Objective: Locate each line in the data below that contains the word "step", and copy every such line.

Provided records:
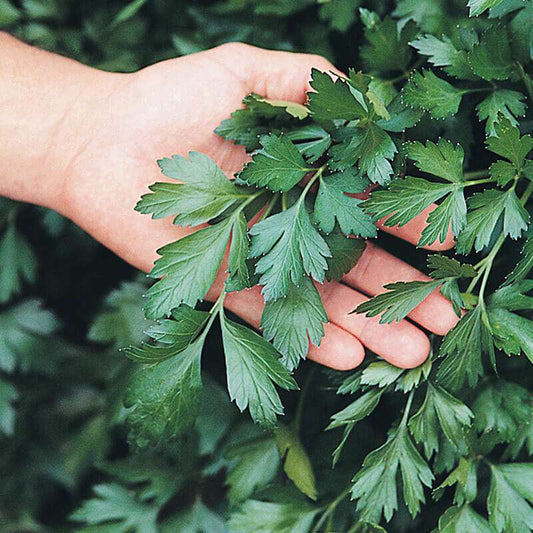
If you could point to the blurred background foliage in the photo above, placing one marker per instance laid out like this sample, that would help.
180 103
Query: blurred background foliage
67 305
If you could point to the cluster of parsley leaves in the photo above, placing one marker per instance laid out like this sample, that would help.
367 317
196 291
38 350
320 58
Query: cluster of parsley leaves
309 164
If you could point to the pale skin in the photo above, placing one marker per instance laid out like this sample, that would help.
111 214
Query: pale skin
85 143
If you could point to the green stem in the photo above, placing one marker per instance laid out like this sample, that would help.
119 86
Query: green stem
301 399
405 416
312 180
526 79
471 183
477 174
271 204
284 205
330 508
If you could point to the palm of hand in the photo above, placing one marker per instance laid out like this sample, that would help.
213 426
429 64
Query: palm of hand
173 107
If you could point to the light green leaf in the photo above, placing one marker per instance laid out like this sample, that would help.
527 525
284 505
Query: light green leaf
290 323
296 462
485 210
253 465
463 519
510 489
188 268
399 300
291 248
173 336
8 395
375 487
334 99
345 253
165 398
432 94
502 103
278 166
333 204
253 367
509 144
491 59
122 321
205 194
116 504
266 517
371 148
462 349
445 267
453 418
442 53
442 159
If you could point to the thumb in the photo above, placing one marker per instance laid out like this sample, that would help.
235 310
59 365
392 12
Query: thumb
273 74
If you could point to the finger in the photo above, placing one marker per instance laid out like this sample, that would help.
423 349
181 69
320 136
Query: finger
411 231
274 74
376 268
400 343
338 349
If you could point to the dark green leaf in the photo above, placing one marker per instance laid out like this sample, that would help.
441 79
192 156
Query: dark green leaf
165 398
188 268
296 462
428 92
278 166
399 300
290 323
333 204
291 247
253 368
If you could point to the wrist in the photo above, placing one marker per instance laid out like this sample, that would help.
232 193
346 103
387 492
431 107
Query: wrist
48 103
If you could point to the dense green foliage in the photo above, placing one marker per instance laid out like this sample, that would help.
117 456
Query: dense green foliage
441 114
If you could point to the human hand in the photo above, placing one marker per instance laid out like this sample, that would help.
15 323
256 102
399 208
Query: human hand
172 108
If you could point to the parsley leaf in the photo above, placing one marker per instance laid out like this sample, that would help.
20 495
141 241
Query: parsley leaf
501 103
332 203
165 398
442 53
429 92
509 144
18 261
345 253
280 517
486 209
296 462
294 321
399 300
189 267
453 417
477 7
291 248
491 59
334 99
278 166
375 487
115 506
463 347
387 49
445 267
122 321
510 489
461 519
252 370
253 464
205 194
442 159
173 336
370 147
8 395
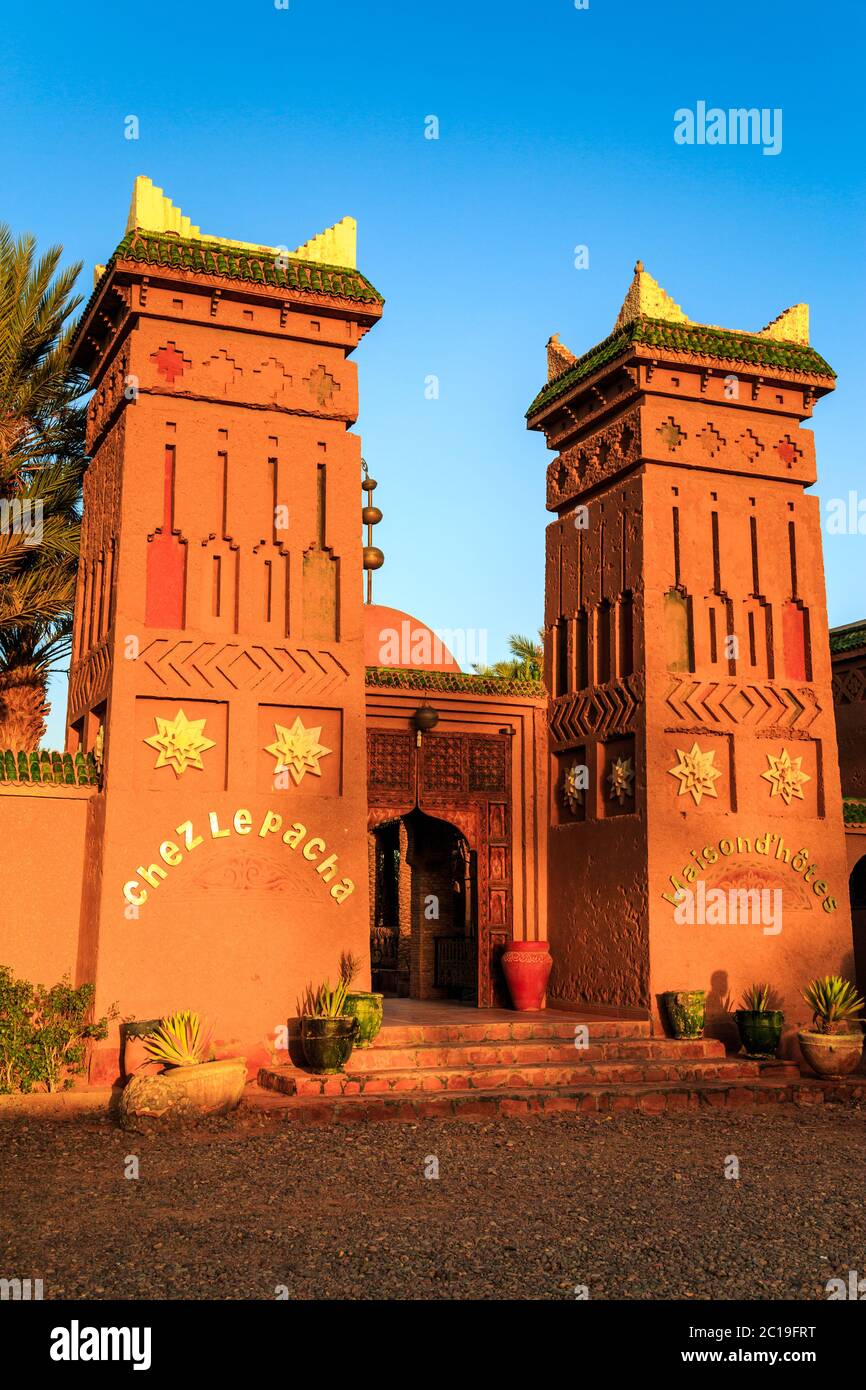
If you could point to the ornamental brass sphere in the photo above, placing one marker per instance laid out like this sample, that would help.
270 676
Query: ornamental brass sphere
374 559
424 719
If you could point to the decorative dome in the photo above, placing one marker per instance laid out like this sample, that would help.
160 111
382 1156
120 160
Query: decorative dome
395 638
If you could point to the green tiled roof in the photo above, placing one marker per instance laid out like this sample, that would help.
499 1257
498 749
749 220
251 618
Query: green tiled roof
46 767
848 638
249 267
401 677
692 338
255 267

* * *

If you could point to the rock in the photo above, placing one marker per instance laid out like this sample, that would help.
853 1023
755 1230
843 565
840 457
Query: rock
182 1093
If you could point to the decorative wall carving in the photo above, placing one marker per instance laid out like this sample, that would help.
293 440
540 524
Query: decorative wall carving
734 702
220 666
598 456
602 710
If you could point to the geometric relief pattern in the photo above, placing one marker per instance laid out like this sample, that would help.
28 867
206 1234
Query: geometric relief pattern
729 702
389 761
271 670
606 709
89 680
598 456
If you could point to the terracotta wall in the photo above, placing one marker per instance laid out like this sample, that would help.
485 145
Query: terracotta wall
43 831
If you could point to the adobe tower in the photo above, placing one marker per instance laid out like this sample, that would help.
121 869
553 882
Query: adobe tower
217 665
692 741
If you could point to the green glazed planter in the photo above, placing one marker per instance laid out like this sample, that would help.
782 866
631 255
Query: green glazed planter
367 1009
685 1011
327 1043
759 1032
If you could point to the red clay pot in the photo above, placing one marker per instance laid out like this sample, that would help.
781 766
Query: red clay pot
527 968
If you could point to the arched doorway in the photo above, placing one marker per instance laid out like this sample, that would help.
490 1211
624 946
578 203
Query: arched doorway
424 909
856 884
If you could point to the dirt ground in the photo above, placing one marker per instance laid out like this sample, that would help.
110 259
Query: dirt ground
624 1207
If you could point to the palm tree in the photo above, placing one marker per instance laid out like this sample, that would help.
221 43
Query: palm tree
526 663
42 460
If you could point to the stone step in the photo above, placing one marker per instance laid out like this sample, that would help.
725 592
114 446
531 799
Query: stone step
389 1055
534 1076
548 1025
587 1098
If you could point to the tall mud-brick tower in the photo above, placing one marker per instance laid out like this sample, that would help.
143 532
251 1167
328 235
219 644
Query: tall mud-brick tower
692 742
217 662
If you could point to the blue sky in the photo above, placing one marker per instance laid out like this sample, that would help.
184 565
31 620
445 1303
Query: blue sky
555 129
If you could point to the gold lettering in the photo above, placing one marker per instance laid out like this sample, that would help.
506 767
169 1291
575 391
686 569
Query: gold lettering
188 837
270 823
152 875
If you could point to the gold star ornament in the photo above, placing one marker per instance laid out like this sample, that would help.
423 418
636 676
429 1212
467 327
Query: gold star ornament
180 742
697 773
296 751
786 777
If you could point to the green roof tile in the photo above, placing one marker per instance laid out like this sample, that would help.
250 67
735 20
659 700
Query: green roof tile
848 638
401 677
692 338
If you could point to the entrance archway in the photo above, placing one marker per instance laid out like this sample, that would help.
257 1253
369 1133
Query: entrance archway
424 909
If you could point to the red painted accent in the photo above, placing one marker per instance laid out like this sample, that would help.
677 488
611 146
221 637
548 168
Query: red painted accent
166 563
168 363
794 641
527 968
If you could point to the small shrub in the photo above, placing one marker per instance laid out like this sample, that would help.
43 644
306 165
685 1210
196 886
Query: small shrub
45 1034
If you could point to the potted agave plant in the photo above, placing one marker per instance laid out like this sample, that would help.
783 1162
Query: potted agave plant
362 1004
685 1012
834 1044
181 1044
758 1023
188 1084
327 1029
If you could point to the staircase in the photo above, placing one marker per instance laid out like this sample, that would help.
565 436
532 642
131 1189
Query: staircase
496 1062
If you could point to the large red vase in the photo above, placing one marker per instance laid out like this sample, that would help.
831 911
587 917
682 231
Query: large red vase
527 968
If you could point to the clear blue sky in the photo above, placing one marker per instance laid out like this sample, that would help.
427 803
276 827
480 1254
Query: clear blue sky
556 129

Task answer:
If you could point to the stone step in the photo above, placing one marker per instance laid out like this sample, that would help.
Query: stone step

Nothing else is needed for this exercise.